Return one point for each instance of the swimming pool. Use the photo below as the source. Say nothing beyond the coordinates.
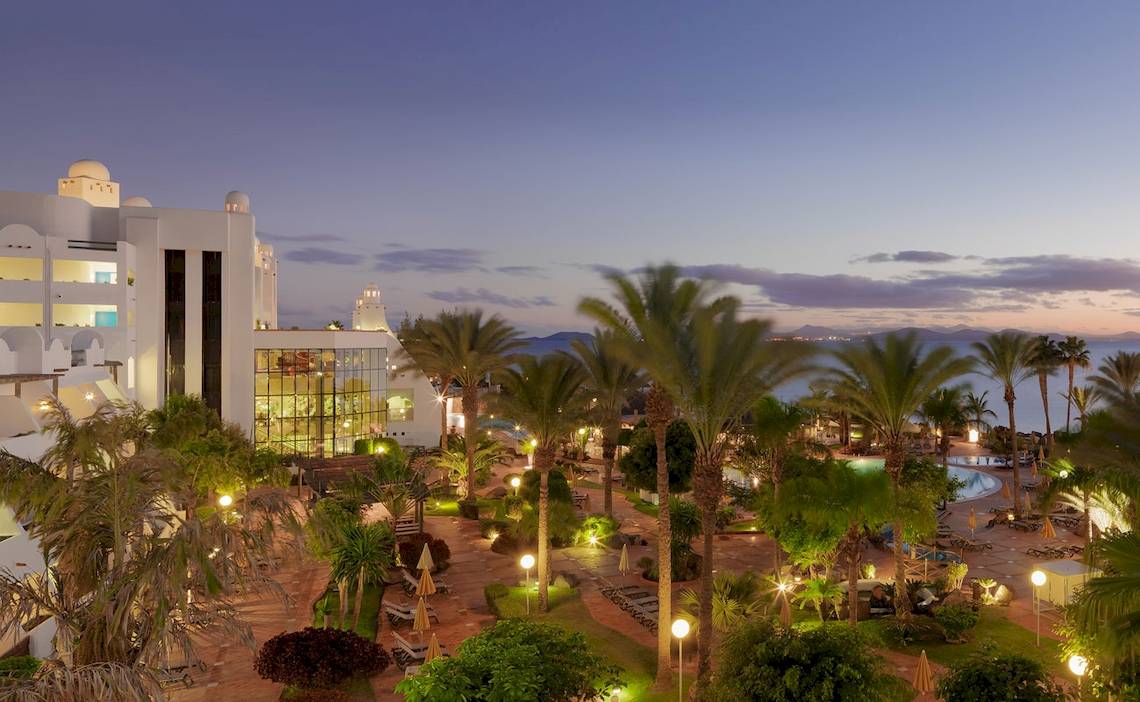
(977, 483)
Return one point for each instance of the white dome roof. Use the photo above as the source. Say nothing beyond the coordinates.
(88, 168)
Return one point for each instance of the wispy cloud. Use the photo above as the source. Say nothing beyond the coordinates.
(430, 260)
(463, 295)
(312, 254)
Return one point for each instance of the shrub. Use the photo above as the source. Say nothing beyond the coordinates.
(991, 675)
(955, 619)
(318, 658)
(516, 660)
(599, 525)
(770, 663)
(413, 545)
(19, 666)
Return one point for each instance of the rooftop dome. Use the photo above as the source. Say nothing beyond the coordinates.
(88, 168)
(237, 202)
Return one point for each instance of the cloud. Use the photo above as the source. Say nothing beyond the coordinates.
(908, 256)
(312, 254)
(430, 260)
(462, 295)
(306, 238)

################

● Short task: Your copy should match the records word for word, with the pictures removed.

● Task response:
Return one point for each instance of the swimming pool. Use the photo below as the source. Say nothing beyond the coordinates.
(977, 483)
Return one point for each instance of the white dome roof. Use the photo above as the source. Say nothing beyond the coordinates.
(88, 168)
Return one point for each instance of the wispy cloud. Use the photo above as the source. Say nothing beyond the coordinates.
(430, 260)
(463, 295)
(312, 254)
Return one point for each instance of the shrub. Use the photo above as the source. Say nothing beyond the coordinates.
(991, 675)
(955, 619)
(318, 658)
(516, 660)
(599, 525)
(770, 663)
(413, 545)
(19, 666)
Return one point for each instance of the rooftop dome. Use the photo above as the source. Say nothing beyond the coordinates.
(88, 168)
(237, 202)
Return one point for each instance of the cloud. Use the photo above as the source. Say nothing beyond the coordinates.
(908, 256)
(312, 254)
(430, 260)
(462, 295)
(306, 238)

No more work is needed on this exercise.